RECORD EXTRACTS:
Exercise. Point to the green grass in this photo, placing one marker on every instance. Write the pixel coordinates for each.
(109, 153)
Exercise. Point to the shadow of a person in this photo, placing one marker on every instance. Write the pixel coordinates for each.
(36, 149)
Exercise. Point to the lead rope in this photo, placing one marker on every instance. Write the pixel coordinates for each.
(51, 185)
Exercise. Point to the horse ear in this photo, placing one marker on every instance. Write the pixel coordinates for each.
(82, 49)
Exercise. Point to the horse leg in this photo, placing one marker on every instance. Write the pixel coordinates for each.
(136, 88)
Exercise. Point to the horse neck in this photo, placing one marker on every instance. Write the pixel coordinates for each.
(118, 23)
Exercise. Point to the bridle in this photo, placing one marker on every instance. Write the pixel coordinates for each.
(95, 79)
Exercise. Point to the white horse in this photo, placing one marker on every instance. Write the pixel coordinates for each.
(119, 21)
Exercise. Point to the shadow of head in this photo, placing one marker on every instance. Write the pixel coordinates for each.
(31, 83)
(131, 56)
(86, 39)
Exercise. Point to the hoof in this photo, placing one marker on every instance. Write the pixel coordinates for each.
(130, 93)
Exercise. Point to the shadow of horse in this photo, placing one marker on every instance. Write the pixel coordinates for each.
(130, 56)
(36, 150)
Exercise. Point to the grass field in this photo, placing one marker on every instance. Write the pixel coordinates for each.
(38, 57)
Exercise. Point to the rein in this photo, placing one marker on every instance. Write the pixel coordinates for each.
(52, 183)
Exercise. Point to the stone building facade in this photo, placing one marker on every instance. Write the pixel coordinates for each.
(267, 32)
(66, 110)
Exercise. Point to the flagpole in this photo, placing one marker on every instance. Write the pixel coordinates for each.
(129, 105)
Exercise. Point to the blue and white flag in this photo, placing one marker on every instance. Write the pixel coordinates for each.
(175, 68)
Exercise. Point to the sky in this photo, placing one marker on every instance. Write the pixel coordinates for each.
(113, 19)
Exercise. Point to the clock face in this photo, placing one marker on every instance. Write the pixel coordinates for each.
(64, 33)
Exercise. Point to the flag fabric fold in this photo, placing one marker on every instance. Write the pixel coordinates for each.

THE TASK: Turn every line of the listing above into a numbered list, leaving out any blank lines.

RESPONSE:
1. Exercise. Point to the green grass in this photo, placing one marker on every instance. Write the pixel coordinates for each.
2. (109, 153)
3. Exercise. Point to the shadow of a person in this photo, placing one marker on every instance. Write the pixel coordinates for each.
4. (36, 149)
5. Exercise. Point to the lead rope in this photo, placing one marker on every instance. Write the pixel coordinates for each.
6. (51, 185)
7. Exercise. Point to the horse ear in this photo, placing one marker on every instance. Write the pixel coordinates for each.
8. (82, 49)
9. Exercise. Point to the horse leg in this photo, placing one marker on every instance. Write the pixel coordinates for each.
10. (136, 88)
11. Exercise. Point to the horse neck in this photo, placing one marker on every instance. Write the pixel coordinates for each.
12. (118, 23)
13. Exercise. Point to the bridle in this photo, placing one marker on every instance. Write the pixel coordinates for each.
14. (95, 79)
15. Exercise. Point to the white horse in this photo, placing one marker on every instance. Write the pixel coordinates for each.
16. (119, 21)
17. Exercise. Point to the shadow of head in this photo, placing one marker on every instance. Write the pixel coordinates for each.
18. (31, 83)
19. (131, 56)
20. (86, 39)
21. Exercise. Point to the hoof in this photo, placing one marker on every instance. Write the pixel coordinates for each.
22. (130, 93)
23. Exercise. Point to the shadow of horse in this photo, placing one marker on every instance. Write the pixel coordinates for each.
24. (130, 56)
25. (36, 150)
26. Exercise. Point to the grass field in this photo, placing one marker on every instance. Write the pixel coordinates for each.
27. (38, 57)
28. Exercise. Point to the rein in this photo, placing one marker on every instance. Write the pixel coordinates for each.
29. (52, 183)
30. Exercise. Point to the stone building facade in this photo, placing one marker on every instance. Write the pixel coordinates for each.
31. (267, 32)
32. (66, 110)
33. Exercise. Point to the flagpole in this photo, placing one marker on every instance. Write the pixel coordinates for each.
34. (129, 105)
35. Exercise. Point to the blue and white flag in this photo, placing one marker on every instance. Write the pixel coordinates for each.
36. (175, 68)
37. Exercise. Point to the sky in this photo, placing one marker on every instance. Write the pixel coordinates for each.
38. (113, 19)
39. Exercise. Point to the clock face in this photo, placing one marker on every instance. Write the pixel coordinates for each.
40. (64, 33)
41. Exercise. Point to the flag fabric fold in this photo, placing one marker on every instance. Write the pixel coordinates for each.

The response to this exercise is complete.